-- Reading text --
== Segment start ==
Monday, March 28, 2016

Good News from Mayo

Thursday I was accepted for stem-cell transplant therapy at the Mayo Clinic, as a protocol for addressing and containing multiple myeloma. It was what I wanted, and it's a big deal that I got it. Now the challenge is making the most of the opportunity.

Here is what lays ahead:

o  Between now and when the transplant is performed (projected to be mid-July, but that's a soft date)), I'll likely go through 4-6 cycles of chemo-therapy, all geared toward boosting my kidney functions and eliminaing calclium leaching from my bones. While I've made significant progress on all of these markers across the board, I can do better and the doctors, understandably, want to make the best possible use of the transplant.

o  Once we get the OK for the transplant (because the markers are good), we'll temporarily relocate to Rochester for about 6-8 weeks, where the finer detailed road map looks like this:

—Evaluate
Mayo will conduct their own blood tests, to make sure they align with the numbers coming back from test results in Duluth. According to what we were told yesterday, there are few surprises at this stage and 90% of the time the evaluation phase results in a green light.
== Segment end ==
Segmentation mask entries
== Segment start ==
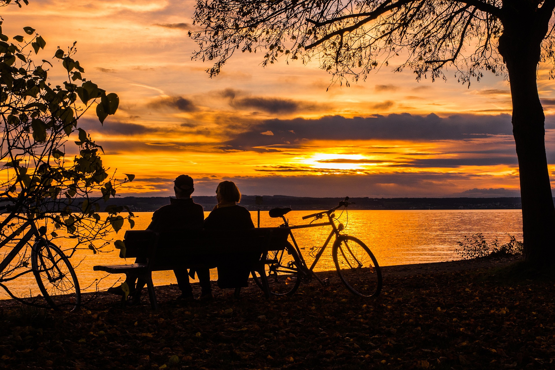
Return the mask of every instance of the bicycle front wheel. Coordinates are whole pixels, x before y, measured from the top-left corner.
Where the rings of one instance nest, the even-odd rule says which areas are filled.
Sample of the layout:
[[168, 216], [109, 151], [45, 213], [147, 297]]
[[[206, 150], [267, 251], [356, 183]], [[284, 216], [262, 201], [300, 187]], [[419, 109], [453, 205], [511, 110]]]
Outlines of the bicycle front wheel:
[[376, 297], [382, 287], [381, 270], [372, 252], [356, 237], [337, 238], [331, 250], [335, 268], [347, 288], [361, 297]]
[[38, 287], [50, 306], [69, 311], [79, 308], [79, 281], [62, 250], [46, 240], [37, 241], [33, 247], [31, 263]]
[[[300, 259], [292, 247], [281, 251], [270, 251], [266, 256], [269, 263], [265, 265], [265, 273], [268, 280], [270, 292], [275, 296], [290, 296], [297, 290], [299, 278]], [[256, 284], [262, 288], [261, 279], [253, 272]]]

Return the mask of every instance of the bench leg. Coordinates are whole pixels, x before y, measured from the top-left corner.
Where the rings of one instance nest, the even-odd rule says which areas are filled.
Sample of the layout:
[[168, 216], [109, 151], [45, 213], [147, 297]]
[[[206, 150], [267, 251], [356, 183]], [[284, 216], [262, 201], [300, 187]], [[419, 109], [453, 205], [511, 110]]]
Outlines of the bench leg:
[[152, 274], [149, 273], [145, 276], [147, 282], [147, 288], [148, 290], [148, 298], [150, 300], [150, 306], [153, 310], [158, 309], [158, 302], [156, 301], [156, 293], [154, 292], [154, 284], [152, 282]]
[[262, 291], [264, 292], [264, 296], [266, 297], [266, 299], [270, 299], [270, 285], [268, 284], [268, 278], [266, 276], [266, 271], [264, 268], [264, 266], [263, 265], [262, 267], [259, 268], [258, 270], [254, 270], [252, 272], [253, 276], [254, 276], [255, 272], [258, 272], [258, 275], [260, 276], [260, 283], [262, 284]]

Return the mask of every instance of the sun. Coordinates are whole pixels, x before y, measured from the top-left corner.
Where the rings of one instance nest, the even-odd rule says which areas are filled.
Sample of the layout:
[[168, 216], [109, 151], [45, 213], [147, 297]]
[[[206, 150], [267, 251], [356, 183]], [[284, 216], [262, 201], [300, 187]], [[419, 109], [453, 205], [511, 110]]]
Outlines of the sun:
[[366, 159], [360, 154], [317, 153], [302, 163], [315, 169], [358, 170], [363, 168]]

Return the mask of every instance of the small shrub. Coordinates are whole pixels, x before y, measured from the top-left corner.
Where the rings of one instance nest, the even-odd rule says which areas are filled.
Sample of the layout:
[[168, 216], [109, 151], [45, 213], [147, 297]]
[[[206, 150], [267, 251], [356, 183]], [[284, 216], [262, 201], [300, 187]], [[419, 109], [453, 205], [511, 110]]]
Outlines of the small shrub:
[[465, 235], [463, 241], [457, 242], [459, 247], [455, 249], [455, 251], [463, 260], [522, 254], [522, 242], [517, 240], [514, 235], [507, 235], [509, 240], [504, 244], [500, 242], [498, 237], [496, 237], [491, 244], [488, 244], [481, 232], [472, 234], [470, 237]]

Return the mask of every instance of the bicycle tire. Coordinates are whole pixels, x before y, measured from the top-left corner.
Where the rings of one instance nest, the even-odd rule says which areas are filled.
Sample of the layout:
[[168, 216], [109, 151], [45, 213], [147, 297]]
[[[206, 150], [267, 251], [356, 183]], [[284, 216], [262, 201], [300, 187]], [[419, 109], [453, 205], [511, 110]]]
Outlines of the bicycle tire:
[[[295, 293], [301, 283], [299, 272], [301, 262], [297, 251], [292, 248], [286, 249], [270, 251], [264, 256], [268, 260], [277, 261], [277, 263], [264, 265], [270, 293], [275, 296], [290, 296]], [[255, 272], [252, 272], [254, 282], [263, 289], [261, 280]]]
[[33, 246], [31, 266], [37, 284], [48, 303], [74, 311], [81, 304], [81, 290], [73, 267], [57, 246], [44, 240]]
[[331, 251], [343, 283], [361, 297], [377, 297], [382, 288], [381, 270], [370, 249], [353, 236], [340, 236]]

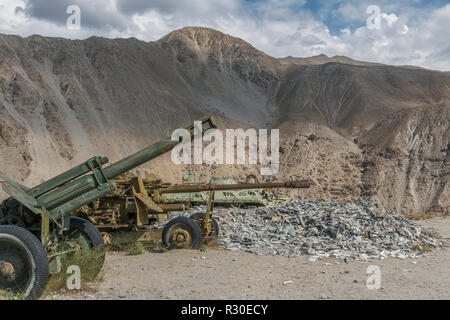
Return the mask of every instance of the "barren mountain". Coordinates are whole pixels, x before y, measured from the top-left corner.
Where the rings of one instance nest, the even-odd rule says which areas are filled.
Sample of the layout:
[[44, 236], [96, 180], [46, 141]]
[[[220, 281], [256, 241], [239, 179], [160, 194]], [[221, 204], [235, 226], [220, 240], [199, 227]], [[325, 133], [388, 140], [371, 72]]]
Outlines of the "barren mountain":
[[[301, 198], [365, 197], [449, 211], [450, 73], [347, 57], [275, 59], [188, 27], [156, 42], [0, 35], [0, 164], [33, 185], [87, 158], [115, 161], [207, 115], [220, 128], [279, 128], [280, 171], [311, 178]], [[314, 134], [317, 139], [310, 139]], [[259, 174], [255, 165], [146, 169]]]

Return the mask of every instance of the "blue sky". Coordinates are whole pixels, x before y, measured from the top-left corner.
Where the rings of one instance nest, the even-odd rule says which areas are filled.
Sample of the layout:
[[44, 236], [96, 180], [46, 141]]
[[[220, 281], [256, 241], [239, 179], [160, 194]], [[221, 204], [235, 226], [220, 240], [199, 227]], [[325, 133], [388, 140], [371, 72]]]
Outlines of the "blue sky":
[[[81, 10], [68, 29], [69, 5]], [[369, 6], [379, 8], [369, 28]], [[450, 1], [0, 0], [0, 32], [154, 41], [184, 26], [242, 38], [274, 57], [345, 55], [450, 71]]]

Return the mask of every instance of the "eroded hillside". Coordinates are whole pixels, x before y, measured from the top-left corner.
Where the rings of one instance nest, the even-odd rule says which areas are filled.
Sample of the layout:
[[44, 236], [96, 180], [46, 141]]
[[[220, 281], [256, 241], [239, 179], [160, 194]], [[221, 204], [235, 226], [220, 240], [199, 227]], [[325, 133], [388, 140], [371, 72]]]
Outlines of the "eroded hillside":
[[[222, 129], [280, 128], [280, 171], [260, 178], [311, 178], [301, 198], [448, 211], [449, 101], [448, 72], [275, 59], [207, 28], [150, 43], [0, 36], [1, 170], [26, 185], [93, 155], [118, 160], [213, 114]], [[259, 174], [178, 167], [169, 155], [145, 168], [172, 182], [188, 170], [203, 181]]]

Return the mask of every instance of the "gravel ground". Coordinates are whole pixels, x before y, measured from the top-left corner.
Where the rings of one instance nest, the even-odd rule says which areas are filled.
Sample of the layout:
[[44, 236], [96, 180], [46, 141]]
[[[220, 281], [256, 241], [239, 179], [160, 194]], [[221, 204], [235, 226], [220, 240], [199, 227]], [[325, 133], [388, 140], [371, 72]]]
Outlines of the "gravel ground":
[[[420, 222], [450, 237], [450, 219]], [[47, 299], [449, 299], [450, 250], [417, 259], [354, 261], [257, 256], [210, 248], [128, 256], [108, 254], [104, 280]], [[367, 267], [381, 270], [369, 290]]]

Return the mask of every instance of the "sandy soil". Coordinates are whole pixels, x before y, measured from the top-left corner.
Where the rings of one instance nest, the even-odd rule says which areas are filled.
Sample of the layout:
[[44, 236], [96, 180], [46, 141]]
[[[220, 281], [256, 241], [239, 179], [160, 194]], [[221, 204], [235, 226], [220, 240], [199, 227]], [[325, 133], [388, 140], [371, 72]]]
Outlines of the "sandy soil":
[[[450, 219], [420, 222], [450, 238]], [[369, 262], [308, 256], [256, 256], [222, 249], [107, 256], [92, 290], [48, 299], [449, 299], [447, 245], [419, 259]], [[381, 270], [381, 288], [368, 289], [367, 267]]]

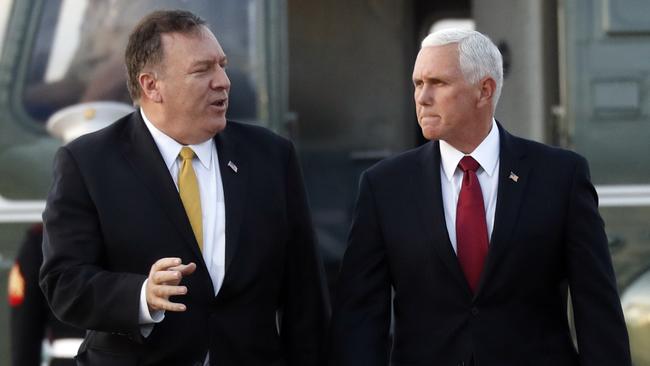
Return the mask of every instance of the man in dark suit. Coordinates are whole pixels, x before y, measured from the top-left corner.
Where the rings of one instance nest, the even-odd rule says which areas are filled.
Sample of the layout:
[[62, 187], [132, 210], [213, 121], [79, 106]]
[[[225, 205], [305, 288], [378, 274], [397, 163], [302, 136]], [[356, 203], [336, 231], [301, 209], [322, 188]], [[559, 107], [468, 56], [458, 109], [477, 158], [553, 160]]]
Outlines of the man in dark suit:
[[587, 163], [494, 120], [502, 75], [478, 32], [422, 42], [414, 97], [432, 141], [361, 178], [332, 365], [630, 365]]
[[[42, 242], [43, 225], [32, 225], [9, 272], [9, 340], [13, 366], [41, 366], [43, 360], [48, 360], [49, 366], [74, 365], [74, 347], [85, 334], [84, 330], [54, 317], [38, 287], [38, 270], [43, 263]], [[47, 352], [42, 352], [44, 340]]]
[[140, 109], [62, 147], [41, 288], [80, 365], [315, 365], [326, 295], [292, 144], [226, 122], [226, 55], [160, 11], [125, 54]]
== Segment end ==
-- Problem statement --
Go on with the post about stem-cell transplant therapy at the Mayo Clinic, starting right after its final sentence.

-- Result of this task --
—Harvest
Next step is collecting my stem cells. They will inject me with a shot every day that will cause my bone marrow to cough up its stem cells. The doctors will start collecting the stem cells five days later and continue that process until they have more than enough to do two transplants. Excess cells can be frozen for long-term storage and viability.

—Sterilize
Once they have enough stem cells, they give me a single shot of something to kill off everything remaining in my bone marrow (the good and the bad indiscriminately). As you can imagine, we're talking about heavy-duty poison here and this begins a stretch where I might struggle again with the chemo. Let's say sterilization takes place on Day 1.

—Reintroduce my own cells
Two days later the doctors will reintroduce my own stem cells to my bone marrow, on Day 3.

—Recolonization
For the following three weeks my job is recovery. By Day 6-7 my blood counts will be low and I'll lose my hair. There won't be many good days. I'll be taking heavy-duty chemo and just trying to ride the choppy waves without swamping my boat. This projects to be the darkest time.. Somewhere around Day 14 my blood counts should start to recover. From here on recovery tends to accelerate. Most transplant recipients are sufficiently far along that they no longer need close monitoring and can return home in the range of Days 18-21.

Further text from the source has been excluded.